Passage
While your narcissistic partner knows exactly who they are, you’re left to fade away more and more with every passing day.

You’re balancing kids, errands and responsibilities that are huge, while never having time to stop and think about what you might want from the day.

Even just half an hour with your favorite tea and podcast would go some way to keeping your identity on track, but there’s just no way you get that kind of space.

You know it’s a narcissistic relationship when they come home from work, and get straight into their workout clothes for that run without even asking you if there’s anything you need to do.

Without any time for hobbies or interests, or even just to breathe in your own space, it’s no wonder you feel like your identity is eroding.

It doesn’t help when the narcissist encourages that erosion, rather than helps prevent it.

#6 And they still call you lazy

Look, I need to say this cloud and clear now.

Available data
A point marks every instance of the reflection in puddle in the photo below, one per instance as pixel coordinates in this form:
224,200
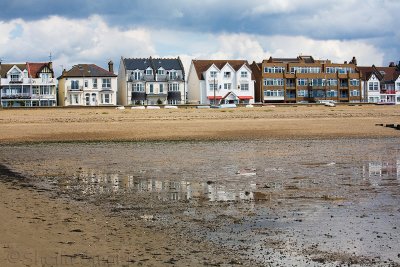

Complete the following
1. In the passage on narcissistic relationships, switch "workout clothes" to "gym clothes" and give the stretch from "You’re balancing kids, errands" through "and clear now." again.
2. Put this sentence from the passage on narcissistic relationships into Spanish: "It doesn’t help when the narcissist encourages that erosion, rather than helps prevent it."
3. Write what comes next in the passage on narcissistic relationships, picking up after its final sentence.
None of the data is needed.

Per-task answers
1.
You’re balancing kids, errands and responsibilities that are huge, while never having time to stop and think about what you might want from the day.

Even just half an hour with your favorite tea and podcast would go some way to keeping your identity on track, but there’s just no way you get that kind of space.

You know it’s a narcissistic relationship when they come home from work, and get straight into their gym clothes for that run without even asking you if there’s anything you need to do.

Without any time for hobbies or interests, or even just to breathe in your own space, it’s no wonder you feel like your identity is eroding.

It doesn’t help when the narcissist encourages that erosion, rather than helps prevent it.

#6 And they still call you lazy

Look, I need to say this cloud and clear now.

2. No ayuda que el narcisista fomente esa erosión en lugar de ayudar a evitarla.

3.
Just because you are home looking after your children, does not mean you are not working. In fact, anybody who does this has a constant job.

It’s hard. You can’t walk away and go for lunch when it suits you. You’re on the clock all the time because you want to raise children in a home environment.

You are not lazy. But it does feel like every day just blends into another because nobody is stepping in and taking over when they can so you can catch a break and remind yourself who you are.

The narcissist wears you down by keeping you locked in your role, and that is what makes you feel like you are a single mother living with a narcissist.